# Aim of the exercise
From the entries below, pull out each line where "person" appears.

# Dataset entries
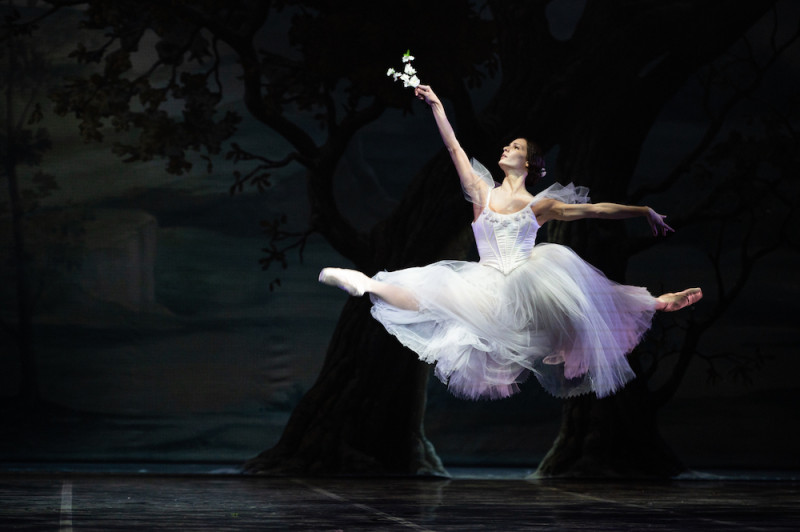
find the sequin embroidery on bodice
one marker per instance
(505, 240)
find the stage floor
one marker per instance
(471, 500)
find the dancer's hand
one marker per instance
(426, 94)
(657, 223)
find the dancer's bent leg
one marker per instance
(356, 283)
(675, 301)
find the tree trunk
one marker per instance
(612, 437)
(596, 97)
(29, 388)
(364, 413)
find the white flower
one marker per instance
(409, 74)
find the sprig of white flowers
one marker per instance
(409, 74)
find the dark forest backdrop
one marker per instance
(176, 173)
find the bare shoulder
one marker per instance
(544, 209)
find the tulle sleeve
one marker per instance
(483, 181)
(566, 194)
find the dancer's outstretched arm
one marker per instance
(474, 186)
(550, 209)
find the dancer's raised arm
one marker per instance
(550, 209)
(472, 184)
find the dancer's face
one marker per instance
(514, 157)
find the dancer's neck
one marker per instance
(514, 183)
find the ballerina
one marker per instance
(524, 308)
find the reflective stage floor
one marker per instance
(471, 500)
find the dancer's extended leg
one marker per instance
(356, 283)
(675, 301)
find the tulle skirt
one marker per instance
(555, 316)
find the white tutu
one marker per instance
(523, 309)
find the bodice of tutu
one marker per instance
(505, 240)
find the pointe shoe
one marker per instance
(678, 300)
(351, 281)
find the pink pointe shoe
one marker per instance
(351, 281)
(678, 300)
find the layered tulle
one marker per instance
(555, 316)
(523, 309)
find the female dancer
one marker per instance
(523, 308)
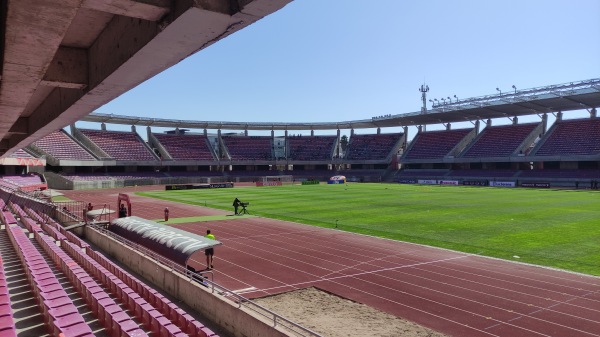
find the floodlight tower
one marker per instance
(424, 89)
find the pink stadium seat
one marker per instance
(249, 147)
(372, 147)
(435, 144)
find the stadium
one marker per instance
(315, 248)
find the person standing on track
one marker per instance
(236, 204)
(209, 252)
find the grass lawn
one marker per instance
(556, 228)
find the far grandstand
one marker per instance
(564, 152)
(548, 150)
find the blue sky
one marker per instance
(334, 60)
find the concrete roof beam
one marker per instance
(151, 10)
(68, 69)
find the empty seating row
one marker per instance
(249, 147)
(20, 154)
(69, 235)
(186, 147)
(109, 314)
(120, 145)
(311, 148)
(435, 144)
(500, 141)
(60, 314)
(151, 318)
(372, 147)
(169, 309)
(572, 137)
(61, 146)
(7, 322)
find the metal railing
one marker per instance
(240, 300)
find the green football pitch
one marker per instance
(555, 228)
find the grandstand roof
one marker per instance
(60, 60)
(548, 99)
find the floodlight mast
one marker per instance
(424, 89)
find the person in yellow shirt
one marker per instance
(209, 252)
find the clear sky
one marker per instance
(339, 60)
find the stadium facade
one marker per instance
(564, 153)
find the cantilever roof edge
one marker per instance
(172, 243)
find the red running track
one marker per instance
(455, 293)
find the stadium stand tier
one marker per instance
(572, 137)
(311, 148)
(372, 147)
(61, 146)
(61, 270)
(20, 153)
(499, 141)
(249, 147)
(120, 145)
(435, 144)
(185, 147)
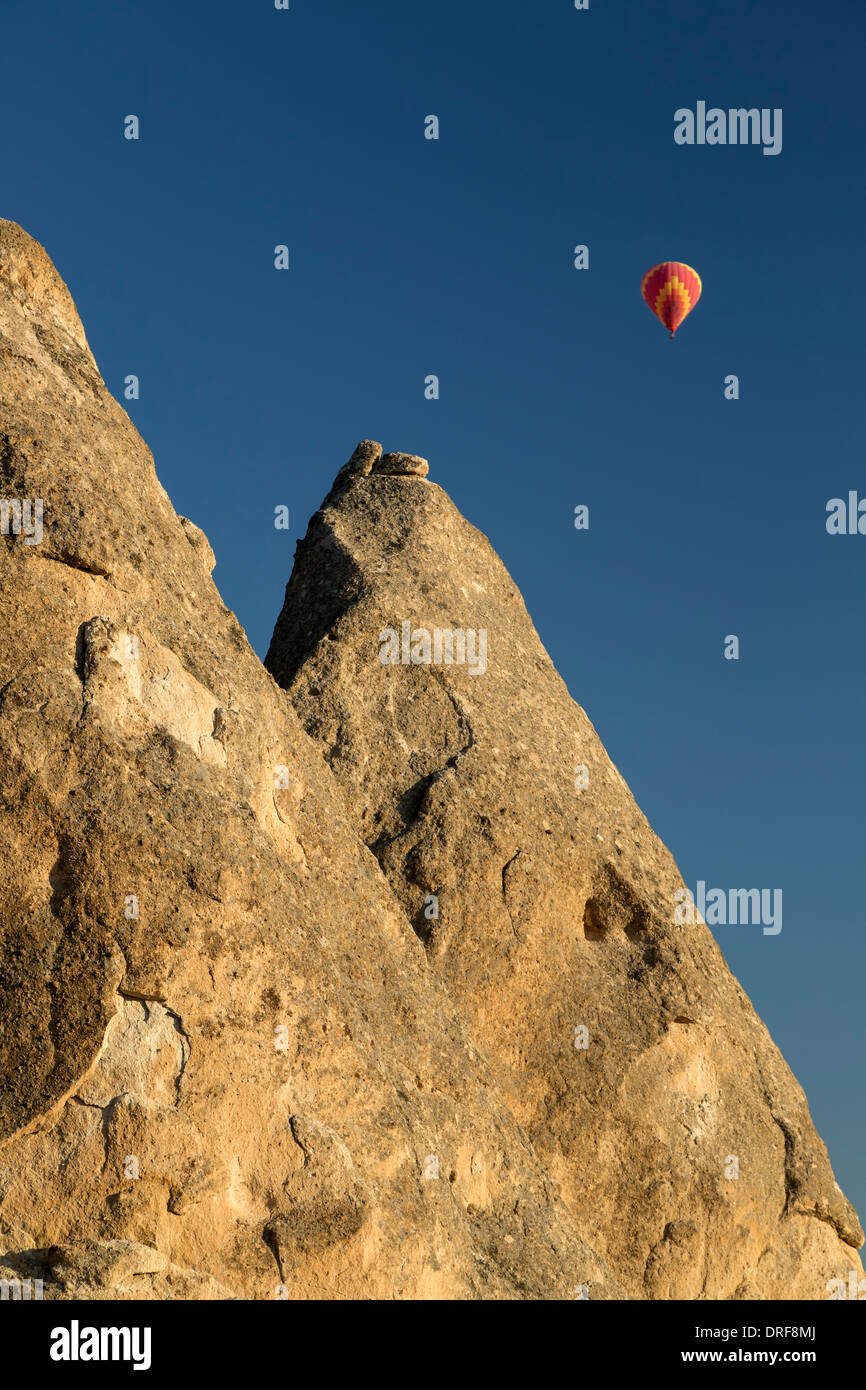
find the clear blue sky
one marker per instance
(558, 387)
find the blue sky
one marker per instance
(558, 387)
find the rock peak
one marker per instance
(29, 280)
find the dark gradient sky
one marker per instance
(558, 387)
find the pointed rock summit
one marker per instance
(352, 988)
(630, 1057)
(225, 1070)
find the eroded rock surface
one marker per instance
(628, 1054)
(225, 1066)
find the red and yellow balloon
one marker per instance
(672, 291)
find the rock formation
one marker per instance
(225, 1069)
(631, 1058)
(285, 1025)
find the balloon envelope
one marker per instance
(672, 291)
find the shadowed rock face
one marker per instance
(545, 904)
(238, 1051)
(225, 1064)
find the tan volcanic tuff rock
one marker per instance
(676, 1133)
(402, 464)
(227, 1069)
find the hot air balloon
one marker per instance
(672, 291)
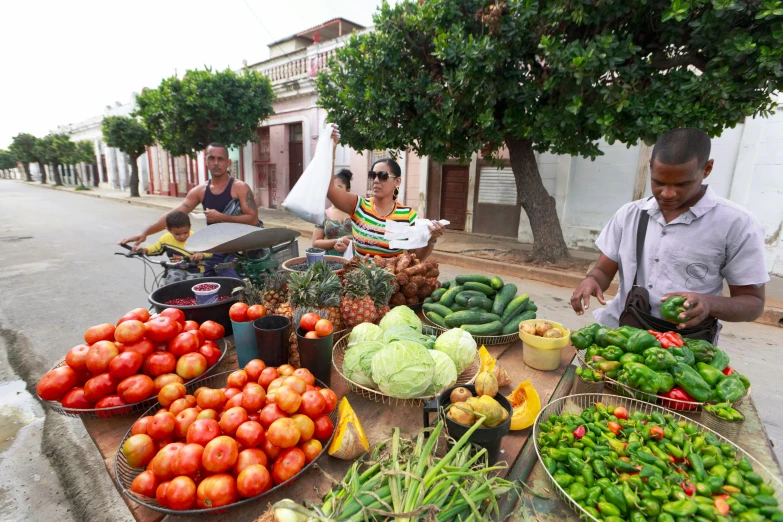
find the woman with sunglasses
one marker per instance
(369, 216)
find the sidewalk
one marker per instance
(474, 251)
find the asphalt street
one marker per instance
(59, 275)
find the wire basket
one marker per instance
(485, 340)
(576, 403)
(124, 474)
(338, 355)
(670, 404)
(138, 407)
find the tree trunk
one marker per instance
(548, 242)
(134, 180)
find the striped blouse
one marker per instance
(369, 227)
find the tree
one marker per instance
(452, 77)
(185, 115)
(131, 137)
(23, 149)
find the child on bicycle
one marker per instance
(172, 243)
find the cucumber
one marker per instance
(481, 287)
(493, 328)
(504, 296)
(513, 325)
(435, 318)
(480, 302)
(467, 317)
(461, 280)
(437, 308)
(447, 299)
(515, 307)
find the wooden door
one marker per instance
(454, 195)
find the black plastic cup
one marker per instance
(272, 333)
(316, 355)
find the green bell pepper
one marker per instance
(659, 359)
(672, 308)
(709, 373)
(691, 382)
(640, 341)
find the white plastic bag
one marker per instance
(308, 196)
(408, 237)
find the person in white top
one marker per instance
(695, 240)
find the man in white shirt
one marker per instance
(695, 239)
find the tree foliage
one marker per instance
(185, 115)
(448, 78)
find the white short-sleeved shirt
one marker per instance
(714, 240)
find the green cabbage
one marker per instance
(357, 363)
(459, 345)
(400, 315)
(403, 369)
(364, 332)
(445, 372)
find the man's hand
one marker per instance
(699, 307)
(586, 288)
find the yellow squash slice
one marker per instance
(349, 441)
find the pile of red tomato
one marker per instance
(130, 362)
(214, 447)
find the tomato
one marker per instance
(220, 454)
(191, 365)
(331, 400)
(188, 460)
(256, 312)
(232, 419)
(101, 332)
(212, 330)
(324, 328)
(323, 428)
(287, 399)
(162, 425)
(125, 365)
(238, 312)
(306, 426)
(76, 357)
(283, 433)
(181, 493)
(161, 329)
(159, 363)
(99, 387)
(56, 383)
(145, 484)
(145, 347)
(136, 388)
(289, 463)
(100, 356)
(75, 399)
(183, 343)
(312, 448)
(139, 450)
(175, 314)
(130, 331)
(308, 321)
(217, 490)
(202, 431)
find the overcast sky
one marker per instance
(63, 61)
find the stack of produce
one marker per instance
(480, 305)
(636, 467)
(663, 364)
(214, 447)
(400, 361)
(415, 280)
(131, 362)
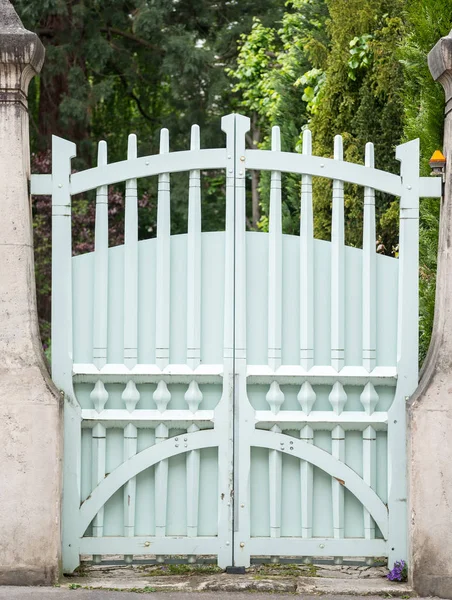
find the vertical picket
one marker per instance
(243, 411)
(275, 477)
(407, 347)
(98, 475)
(161, 397)
(369, 474)
(130, 397)
(337, 266)
(369, 271)
(130, 449)
(307, 485)
(306, 264)
(275, 263)
(194, 260)
(100, 315)
(338, 451)
(62, 152)
(162, 326)
(193, 397)
(161, 487)
(131, 264)
(225, 409)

# Response to the exercise
find the person standing on track
find the person in yellow shirt
find the person in white top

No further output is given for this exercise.